Passage to read:
★ ★ ★
Harvest One Cannabis Inc (CVE:HVT) (OTCMKTS:HRVOF) announced that revenue for the last six months of 2019 increased slightly year-over-year.
The company brought in $5.8 million in revenue as of December 31, compared to $5.4 million in 2018.
Harvest One said its cultivation division was negatively affected by some setbacks such as reduced provincial orders. But the company noted that “our consumer division continued to show steady results with 11% revenue growth over the previous quarter.”
READ: Harvest One to raise C$2.3M by selling interest in British Columbia cannabis retailer and a property stake
The company also provided an update on its strategic plan to refocus its core strengths of product development, brands and distribution, while also committing to significant cost reductions and a targeted approach to capital investment.
"In light of industry challenges, Harvest One realigned its strategy to focus on our core strengths of brands and distribution and undertook significant cost-cutting initiatives to rightsize the organization. We anticipate a strong rollout of our Cannabis 2.0 products, specifically our LivRelief cannabinoid-infused topical creams, which are in strong demand from retailers" said CEO Grant Froese in a statement Monday.
Froese continued: "We remain focused on solidifying our balance sheet with additional sales of non-core assets and continuing to evaluate various financing alternatives. We are confident that we are taking all the necessary steps to reduce costs and move the company towards profitability."
★ ★ ★
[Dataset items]
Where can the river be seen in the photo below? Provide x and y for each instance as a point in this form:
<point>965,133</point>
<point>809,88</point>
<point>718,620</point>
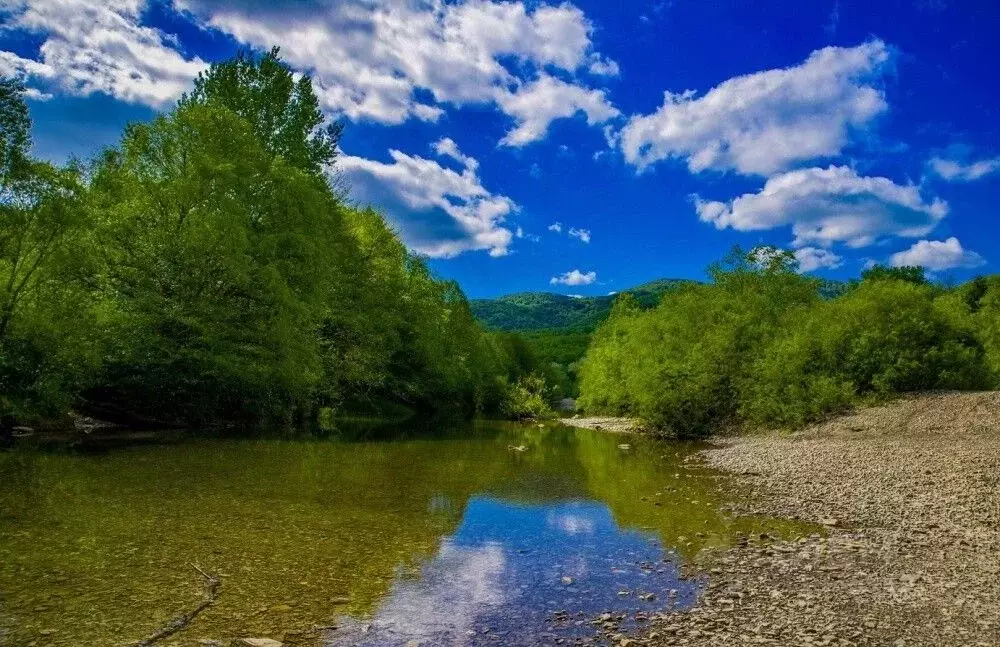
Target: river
<point>478,534</point>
★ ★ ★
Exercise instructions:
1. Print the part of the Harvest One article that opens with the words containing "The company brought" and closes with "to capital investment.".
2. Give what comes next in the Harvest One article after its last sentence.
These records were taken from a separate source unrelated to the text.

Answers to the tasks:
1.
The company brought in $5.8 million in revenue as of December 31, compared to $5.4 million in 2018.
Harvest One said its cultivation division was negatively affected by some setbacks such as reduced provincial orders. But the company noted that “our consumer division continued to show steady results with 11% revenue growth over the previous quarter.”
READ: Harvest One to raise C$2.3M by selling interest in British Columbia cannabis retailer and a property stake
The company also provided an update on its strategic plan to refocus its core strengths of product development, brands and distribution, while also committing to significant cost reductions and a targeted approach to capital investment.

2.
Since November 2019, the company has undertaken a number of initiatives that are expected to contribute to a 30% reduction in selling, general and administrative (SG&A) expenses on an annualized basis.
These initiatives include:
- an overall reduction in the workforce by over 20%;
- a comprehensive salary reduction program at the senior management level;
- the downsizing and consolidation of corporate offices; and
- the implementation of remote workforce programs.
These cost reduction efforts have already positively impacted cash SG&A expenses in the second quarter of 2020. The company expects cash SG&A expenses to continue to decrease throughout the remainder of the 2020 fiscal year.
Harvest One noted that sales volumes to date in Q3 2020 have improved significantly from Q2 2020, most notably at United Greeneries.
Both dried and bulk flower sales have increased significantly and Cannabis 2.0 sales are expected to be reflected in the company's Q3 2020 results as a result of strong demand from both its retail and provincial cannabis store partners. Revenues from its consumer and medical divisions are also expected to show steady quarter-over-quarter growth.